__Challenge__:
Which of the lines below hold the string "windscreen"? Pick out each one and copy it.
[Supplied entries start]
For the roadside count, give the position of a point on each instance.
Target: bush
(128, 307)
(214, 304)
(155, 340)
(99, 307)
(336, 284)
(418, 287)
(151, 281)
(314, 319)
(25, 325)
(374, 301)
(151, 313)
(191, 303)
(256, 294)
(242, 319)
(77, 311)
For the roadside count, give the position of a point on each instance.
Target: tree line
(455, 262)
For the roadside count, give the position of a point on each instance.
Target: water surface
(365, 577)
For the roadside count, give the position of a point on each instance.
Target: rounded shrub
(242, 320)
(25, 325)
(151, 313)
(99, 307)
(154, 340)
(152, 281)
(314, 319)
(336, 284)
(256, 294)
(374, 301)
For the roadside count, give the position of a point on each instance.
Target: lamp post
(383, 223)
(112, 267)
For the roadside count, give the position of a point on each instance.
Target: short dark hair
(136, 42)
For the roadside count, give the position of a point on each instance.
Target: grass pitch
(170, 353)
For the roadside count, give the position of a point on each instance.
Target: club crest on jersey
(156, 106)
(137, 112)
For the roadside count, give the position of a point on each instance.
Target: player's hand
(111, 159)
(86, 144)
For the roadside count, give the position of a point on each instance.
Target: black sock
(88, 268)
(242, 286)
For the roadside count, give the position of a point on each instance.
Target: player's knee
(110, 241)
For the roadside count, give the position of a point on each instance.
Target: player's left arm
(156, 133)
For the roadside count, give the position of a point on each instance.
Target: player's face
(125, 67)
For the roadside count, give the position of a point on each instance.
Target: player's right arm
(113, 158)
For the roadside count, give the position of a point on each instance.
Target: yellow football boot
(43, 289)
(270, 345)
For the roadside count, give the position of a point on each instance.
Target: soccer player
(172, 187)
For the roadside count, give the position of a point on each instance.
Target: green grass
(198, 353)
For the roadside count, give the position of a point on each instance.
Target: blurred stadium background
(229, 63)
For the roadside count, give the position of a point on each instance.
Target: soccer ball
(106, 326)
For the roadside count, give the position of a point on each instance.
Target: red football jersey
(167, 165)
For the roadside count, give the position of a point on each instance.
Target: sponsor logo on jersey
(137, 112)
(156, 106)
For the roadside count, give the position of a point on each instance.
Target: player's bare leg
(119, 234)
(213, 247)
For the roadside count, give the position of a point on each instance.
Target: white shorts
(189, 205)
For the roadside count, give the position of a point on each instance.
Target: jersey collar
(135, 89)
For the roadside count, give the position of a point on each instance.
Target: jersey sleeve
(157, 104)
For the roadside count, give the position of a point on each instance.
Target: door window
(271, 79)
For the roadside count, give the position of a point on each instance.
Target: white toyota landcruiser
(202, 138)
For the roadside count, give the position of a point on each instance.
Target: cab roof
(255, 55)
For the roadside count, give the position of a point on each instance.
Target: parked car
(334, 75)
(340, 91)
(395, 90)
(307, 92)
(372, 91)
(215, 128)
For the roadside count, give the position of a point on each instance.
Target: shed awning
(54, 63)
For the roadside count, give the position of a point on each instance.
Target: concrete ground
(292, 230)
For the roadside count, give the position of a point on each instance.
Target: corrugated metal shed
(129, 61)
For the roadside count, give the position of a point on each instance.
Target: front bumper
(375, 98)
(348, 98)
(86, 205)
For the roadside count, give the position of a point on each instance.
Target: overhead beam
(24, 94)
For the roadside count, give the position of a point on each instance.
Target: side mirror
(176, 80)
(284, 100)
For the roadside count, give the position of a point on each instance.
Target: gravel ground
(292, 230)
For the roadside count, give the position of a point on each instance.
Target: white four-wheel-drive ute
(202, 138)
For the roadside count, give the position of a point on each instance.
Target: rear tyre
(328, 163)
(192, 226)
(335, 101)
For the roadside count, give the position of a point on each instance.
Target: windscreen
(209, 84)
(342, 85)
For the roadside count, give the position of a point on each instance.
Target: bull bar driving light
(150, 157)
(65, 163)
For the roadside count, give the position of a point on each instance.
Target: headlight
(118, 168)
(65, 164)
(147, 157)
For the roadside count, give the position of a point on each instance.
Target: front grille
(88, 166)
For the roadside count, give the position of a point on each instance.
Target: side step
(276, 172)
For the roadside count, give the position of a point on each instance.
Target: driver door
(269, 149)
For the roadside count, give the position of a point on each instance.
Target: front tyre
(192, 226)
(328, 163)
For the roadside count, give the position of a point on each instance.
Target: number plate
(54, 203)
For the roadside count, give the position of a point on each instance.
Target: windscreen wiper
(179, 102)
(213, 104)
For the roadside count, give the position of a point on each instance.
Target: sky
[Supplied entries end]
__Worked answer__:
Target: windscreen
Target: windscreen wiper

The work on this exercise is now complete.